- [OBJECTIVE] Return exactly the span of lines that opens with the line containing "Where can the road centre" and closes with the last line of the data, inclusive.

- [GIVEN INFORMATION]
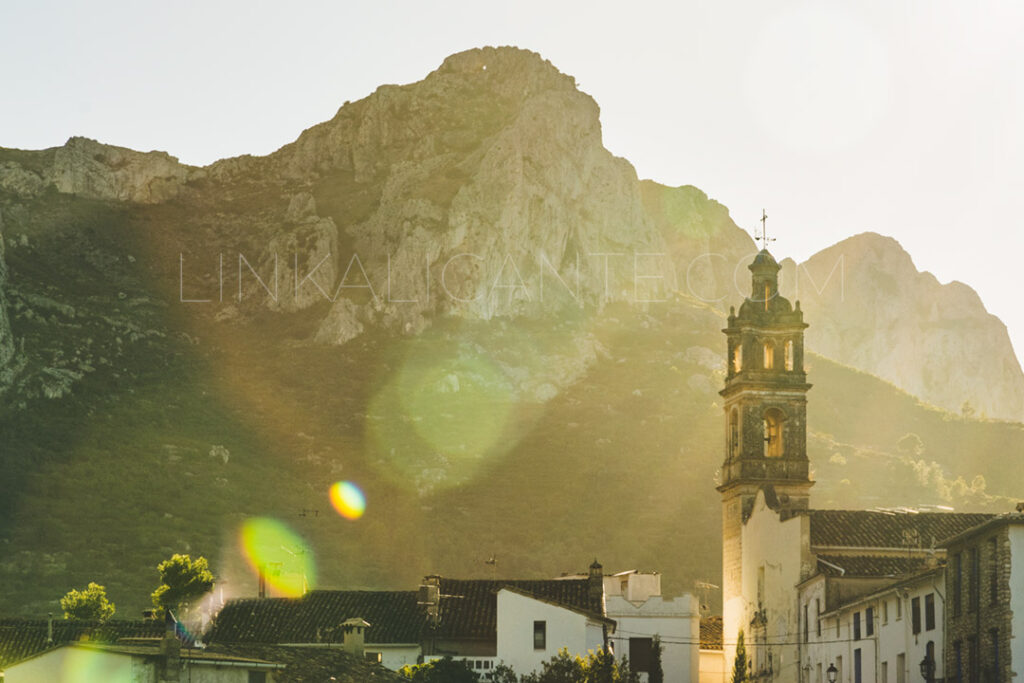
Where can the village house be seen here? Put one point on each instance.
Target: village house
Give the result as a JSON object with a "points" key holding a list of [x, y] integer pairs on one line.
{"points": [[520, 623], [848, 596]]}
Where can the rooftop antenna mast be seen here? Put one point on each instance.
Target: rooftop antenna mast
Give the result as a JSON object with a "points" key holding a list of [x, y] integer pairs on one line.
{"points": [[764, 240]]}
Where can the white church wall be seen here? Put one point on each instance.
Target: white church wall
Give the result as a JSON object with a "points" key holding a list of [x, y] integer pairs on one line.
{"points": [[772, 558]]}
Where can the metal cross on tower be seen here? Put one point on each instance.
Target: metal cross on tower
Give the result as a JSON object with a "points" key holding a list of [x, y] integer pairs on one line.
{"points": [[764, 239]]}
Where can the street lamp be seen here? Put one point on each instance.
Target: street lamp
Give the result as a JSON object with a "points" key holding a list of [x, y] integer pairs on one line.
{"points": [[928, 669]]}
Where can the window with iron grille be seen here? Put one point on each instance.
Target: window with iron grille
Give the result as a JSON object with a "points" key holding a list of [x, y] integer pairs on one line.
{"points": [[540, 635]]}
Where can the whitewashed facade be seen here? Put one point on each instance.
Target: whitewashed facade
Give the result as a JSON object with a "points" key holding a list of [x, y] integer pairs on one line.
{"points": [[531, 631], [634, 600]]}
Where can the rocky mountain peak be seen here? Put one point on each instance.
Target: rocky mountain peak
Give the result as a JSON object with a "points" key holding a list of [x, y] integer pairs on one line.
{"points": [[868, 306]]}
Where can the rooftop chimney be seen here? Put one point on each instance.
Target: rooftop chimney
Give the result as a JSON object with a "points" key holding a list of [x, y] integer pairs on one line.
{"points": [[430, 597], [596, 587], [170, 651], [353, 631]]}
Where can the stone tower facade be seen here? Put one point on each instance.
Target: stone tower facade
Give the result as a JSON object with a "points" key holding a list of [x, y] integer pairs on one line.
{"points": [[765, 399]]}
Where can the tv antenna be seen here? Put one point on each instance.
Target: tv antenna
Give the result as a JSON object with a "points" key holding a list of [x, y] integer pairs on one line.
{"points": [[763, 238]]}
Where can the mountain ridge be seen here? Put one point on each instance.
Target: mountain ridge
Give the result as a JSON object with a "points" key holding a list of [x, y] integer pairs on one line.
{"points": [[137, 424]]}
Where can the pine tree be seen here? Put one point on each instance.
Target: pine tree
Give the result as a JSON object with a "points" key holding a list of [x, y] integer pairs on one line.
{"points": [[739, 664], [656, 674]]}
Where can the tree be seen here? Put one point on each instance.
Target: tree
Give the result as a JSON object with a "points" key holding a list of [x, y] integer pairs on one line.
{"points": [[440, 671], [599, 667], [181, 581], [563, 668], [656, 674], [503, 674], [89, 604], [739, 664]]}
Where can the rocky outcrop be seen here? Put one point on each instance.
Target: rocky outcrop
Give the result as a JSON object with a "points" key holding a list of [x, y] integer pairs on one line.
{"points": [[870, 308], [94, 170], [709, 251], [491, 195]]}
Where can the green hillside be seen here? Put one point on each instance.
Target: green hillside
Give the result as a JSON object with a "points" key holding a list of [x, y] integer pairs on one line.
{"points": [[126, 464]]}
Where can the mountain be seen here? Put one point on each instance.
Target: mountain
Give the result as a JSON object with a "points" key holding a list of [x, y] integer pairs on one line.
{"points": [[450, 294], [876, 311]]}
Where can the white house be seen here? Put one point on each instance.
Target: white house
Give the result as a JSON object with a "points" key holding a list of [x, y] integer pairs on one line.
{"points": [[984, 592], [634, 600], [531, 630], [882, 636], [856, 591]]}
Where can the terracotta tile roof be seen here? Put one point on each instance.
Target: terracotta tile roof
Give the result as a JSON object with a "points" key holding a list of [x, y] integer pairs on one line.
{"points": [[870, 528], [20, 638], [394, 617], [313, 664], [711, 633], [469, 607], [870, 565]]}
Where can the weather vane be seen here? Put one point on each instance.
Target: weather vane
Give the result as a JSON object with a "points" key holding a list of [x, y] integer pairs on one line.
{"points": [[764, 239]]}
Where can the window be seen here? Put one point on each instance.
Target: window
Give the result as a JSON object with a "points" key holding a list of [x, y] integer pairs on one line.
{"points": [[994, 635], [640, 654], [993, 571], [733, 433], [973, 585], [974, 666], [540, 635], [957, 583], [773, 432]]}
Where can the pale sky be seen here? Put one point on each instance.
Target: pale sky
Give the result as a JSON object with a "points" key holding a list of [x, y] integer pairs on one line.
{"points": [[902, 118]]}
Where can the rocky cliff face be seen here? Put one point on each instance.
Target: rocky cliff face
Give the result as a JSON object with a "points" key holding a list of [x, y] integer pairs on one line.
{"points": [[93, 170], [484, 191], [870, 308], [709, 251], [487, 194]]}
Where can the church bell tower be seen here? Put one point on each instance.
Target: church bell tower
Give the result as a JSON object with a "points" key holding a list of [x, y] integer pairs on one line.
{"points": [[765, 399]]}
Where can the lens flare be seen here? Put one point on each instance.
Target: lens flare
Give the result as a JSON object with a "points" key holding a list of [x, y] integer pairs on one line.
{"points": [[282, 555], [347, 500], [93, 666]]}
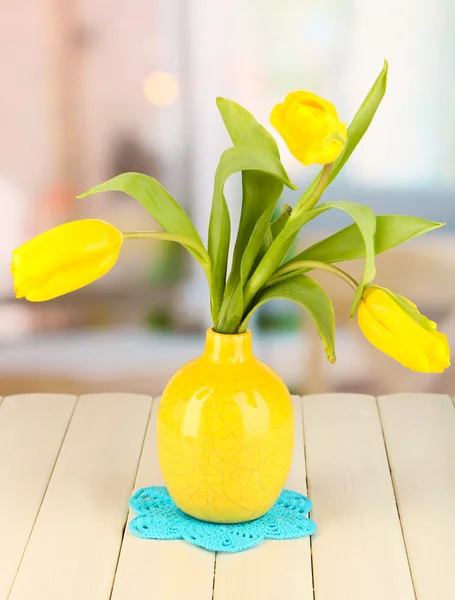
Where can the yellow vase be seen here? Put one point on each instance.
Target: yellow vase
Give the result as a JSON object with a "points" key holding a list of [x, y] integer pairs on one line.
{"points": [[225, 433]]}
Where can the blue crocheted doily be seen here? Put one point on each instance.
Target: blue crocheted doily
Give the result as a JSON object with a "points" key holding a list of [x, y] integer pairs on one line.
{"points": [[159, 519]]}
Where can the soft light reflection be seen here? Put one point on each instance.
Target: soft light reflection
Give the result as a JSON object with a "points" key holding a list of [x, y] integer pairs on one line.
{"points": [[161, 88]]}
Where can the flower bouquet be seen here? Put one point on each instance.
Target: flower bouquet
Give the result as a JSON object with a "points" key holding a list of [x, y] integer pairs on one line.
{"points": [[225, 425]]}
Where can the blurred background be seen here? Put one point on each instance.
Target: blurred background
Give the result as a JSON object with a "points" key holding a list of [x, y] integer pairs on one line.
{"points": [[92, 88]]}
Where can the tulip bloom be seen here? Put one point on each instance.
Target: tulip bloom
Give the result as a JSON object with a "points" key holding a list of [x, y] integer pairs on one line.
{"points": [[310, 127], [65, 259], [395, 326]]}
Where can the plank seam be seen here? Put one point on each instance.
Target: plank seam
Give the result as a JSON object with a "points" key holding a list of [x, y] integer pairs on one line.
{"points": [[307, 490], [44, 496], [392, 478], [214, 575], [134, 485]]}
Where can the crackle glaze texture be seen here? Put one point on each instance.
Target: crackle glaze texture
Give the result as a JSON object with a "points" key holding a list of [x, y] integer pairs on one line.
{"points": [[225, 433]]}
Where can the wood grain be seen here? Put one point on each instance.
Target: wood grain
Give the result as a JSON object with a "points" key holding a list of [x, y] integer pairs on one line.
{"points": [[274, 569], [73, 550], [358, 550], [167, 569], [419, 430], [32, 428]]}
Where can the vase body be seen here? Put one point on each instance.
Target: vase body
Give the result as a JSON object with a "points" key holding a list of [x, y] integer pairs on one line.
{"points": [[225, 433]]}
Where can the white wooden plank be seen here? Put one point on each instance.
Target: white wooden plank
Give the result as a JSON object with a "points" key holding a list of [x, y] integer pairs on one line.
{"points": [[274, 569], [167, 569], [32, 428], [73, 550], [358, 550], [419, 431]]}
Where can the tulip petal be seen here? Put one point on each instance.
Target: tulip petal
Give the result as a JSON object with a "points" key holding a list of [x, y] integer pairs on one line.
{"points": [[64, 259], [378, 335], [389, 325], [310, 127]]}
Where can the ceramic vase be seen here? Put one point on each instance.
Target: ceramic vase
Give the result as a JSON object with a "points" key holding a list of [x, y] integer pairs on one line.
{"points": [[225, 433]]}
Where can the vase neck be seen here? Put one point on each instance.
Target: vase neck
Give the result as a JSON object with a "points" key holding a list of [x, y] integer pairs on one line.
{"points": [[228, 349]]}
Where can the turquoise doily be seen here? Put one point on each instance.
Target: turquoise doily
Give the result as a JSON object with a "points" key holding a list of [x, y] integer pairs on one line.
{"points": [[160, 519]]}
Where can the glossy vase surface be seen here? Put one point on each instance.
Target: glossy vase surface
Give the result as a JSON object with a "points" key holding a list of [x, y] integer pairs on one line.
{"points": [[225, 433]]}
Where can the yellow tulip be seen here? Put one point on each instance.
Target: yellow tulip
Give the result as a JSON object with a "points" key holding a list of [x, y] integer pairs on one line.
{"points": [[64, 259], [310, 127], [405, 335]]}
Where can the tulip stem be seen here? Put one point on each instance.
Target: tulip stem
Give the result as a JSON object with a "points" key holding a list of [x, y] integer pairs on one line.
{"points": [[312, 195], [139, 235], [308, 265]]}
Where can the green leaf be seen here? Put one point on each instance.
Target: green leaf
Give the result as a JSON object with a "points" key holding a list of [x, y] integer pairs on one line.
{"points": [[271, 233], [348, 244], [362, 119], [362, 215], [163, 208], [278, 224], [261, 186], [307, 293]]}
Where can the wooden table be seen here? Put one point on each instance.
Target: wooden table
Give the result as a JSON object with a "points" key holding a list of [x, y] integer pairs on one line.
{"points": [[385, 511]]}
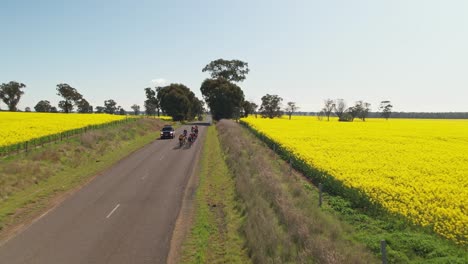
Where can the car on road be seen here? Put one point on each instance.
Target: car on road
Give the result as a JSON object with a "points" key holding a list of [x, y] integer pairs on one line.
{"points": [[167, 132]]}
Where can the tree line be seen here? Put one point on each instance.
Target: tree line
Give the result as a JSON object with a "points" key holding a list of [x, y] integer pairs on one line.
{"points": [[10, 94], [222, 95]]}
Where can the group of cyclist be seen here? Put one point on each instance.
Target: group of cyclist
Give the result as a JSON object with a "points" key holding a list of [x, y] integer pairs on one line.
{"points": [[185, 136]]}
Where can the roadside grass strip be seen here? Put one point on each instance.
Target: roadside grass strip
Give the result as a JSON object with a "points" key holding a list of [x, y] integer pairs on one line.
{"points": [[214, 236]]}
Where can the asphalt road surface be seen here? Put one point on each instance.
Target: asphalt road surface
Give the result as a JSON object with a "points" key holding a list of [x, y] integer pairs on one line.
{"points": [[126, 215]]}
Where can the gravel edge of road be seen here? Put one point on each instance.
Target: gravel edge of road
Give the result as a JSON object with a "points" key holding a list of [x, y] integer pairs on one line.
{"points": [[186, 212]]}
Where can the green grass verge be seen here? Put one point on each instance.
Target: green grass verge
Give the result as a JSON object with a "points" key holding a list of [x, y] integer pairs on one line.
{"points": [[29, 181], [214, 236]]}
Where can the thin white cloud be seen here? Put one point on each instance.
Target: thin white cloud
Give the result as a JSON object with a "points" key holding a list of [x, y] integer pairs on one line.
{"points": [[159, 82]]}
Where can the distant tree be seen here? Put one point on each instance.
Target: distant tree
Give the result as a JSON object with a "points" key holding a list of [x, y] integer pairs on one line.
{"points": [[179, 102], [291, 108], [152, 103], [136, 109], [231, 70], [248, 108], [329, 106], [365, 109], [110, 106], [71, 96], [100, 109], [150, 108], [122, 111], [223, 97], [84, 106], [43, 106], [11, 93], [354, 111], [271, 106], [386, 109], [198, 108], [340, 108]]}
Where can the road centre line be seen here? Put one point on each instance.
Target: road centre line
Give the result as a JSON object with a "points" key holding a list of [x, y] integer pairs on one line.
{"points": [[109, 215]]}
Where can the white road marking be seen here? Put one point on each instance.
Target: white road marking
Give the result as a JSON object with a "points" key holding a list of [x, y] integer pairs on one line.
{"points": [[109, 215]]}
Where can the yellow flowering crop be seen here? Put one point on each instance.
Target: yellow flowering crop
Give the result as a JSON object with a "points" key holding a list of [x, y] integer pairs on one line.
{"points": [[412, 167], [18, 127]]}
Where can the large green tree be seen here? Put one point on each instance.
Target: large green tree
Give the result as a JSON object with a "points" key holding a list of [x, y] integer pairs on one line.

- [ANSWER TO THIS TASK]
Where can the road centre line be seen here? Put one point on each instance.
Target: road centre line
Give the result as a JSON object with a "points" key holding a list of [x, y] integer pairs on one line.
{"points": [[109, 215]]}
Where can the white road marking be seen here? Put one point on each instance.
Target: white road marking
Give the result as a JSON object with a "points" key holding a list of [x, y] integer pairs on one line.
{"points": [[109, 215]]}
Where can the yellow flowering crop be seen here? Put one point on each instance.
Target: yellow flowering crop
Give the result as a JSON object with a "points" key holding a list of [x, y] integer pairs on one line.
{"points": [[412, 167], [18, 127]]}
Where can the large green tree be seen here? Put one point on each instance.
Target: large green tree
Give the result as a JSON object with a "points" key holding a list of [x, y] integer pairs on one line.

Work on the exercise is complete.